Retype exactly the lines below, beginning with the first and ending with the line where "Detection brief: inspect the image and locate chair" appears.

Free-text object descriptions
————————
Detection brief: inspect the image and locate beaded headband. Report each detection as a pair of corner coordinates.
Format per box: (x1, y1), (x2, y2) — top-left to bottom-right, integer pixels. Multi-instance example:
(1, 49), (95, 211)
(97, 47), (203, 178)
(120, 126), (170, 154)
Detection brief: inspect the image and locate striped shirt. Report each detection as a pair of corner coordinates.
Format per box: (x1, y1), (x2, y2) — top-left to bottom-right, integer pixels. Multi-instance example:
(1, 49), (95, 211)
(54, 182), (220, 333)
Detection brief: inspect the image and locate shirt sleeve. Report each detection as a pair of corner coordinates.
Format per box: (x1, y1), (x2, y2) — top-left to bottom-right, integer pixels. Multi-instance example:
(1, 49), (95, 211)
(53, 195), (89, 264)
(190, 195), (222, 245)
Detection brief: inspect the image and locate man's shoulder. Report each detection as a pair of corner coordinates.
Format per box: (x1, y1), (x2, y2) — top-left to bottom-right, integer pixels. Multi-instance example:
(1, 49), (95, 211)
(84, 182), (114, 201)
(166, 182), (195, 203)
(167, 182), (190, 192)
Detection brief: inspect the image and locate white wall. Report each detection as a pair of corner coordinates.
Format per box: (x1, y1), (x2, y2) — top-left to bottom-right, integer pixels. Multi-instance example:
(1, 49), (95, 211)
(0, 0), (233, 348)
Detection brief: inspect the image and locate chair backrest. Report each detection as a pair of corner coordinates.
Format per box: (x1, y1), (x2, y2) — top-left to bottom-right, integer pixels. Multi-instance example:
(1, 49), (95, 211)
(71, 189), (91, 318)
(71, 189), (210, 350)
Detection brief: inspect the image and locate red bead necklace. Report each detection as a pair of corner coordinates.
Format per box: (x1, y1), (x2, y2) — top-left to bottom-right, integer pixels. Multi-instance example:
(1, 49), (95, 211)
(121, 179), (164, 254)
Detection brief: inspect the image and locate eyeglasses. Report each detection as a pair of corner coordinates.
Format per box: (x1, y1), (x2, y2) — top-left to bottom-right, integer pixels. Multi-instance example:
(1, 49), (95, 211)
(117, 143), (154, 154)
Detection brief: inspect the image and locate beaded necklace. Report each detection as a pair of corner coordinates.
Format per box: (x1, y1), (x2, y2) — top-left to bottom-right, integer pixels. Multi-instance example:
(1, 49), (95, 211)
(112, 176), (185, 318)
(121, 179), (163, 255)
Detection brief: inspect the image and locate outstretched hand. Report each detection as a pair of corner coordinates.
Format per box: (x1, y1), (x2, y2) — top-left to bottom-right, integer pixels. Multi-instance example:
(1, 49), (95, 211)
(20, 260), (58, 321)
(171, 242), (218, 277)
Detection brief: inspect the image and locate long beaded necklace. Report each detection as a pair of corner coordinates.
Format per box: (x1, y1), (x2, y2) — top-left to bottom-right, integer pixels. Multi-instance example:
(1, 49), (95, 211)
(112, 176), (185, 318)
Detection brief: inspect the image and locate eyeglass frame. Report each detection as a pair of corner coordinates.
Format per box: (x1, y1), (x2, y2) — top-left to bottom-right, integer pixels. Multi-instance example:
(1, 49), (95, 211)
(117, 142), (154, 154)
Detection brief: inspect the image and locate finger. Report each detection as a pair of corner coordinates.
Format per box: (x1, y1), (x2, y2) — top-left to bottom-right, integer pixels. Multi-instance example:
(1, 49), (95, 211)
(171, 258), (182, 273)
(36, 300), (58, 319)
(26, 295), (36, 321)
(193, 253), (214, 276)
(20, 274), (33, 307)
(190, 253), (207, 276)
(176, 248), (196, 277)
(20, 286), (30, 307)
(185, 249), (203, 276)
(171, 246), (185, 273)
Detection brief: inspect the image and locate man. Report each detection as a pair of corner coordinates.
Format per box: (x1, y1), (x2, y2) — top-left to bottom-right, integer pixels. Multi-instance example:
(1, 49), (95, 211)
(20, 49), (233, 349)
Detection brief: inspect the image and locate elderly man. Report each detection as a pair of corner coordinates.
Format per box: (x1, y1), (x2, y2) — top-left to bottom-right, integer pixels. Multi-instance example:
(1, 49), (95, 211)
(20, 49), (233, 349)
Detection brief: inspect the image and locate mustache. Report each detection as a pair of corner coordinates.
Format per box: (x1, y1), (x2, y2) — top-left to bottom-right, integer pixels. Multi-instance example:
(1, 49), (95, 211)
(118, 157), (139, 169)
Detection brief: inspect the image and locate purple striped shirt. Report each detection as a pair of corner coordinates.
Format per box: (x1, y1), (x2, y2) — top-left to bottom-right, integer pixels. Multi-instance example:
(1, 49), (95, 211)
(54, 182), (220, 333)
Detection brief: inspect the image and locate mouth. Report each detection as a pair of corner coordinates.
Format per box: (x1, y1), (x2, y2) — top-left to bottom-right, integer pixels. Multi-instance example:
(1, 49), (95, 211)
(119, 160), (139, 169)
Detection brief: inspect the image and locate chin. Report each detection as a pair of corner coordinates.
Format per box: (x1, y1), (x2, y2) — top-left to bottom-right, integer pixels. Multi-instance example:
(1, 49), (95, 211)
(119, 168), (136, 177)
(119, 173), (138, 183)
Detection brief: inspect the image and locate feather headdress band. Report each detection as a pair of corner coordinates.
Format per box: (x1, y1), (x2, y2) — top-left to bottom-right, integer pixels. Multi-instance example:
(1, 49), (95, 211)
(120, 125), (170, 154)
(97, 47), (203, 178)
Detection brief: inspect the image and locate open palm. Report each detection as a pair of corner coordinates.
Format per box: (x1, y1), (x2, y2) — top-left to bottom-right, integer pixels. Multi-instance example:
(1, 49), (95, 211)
————————
▸ **Written solution**
Detection brief: inspect the image and locate beaded headband. Report each detection as a pair of corner coordinates.
Format per box: (x1, y1), (x2, y2) — top-left to bottom-right, integer pixels. Multi-instance example:
(1, 49), (95, 211)
(97, 47), (203, 178)
(120, 126), (170, 154)
Detection brief: inspect the image and locate striped shirt. Report each detection as a pair of corner coordinates.
Format per box: (x1, y1), (x2, y2) — top-left to bottom-right, integer pixels. Multi-instance example:
(1, 49), (95, 211)
(54, 182), (220, 333)
Detection brief: inspect the image and locate shirt sleeve. Report each detection as a pair of corner coordinates.
Format per box: (x1, y1), (x2, y2) — top-left to bottom-right, integer pixels. Multi-instance example:
(1, 49), (95, 211)
(53, 195), (89, 264)
(190, 195), (222, 245)
Detection brief: inspect the image and locate man's shoulder. Report each detection as a pair of corner coordinates.
Format per box: (x1, y1), (x2, y2) — top-left to bottom-right, integer pixels. Multi-instance example:
(1, 49), (95, 211)
(84, 182), (114, 201)
(166, 182), (195, 203)
(167, 182), (190, 192)
Detection brief: inspect the image and locate white wall. Report each detection as a pair of corner coordinates.
Format per box: (x1, y1), (x2, y2) — top-left to bottom-right, integer pixels. Multi-instance example:
(1, 49), (95, 211)
(0, 0), (233, 348)
Detection brief: inspect the image and locate chair backrest. Report each detection as a pair of corner coordinates.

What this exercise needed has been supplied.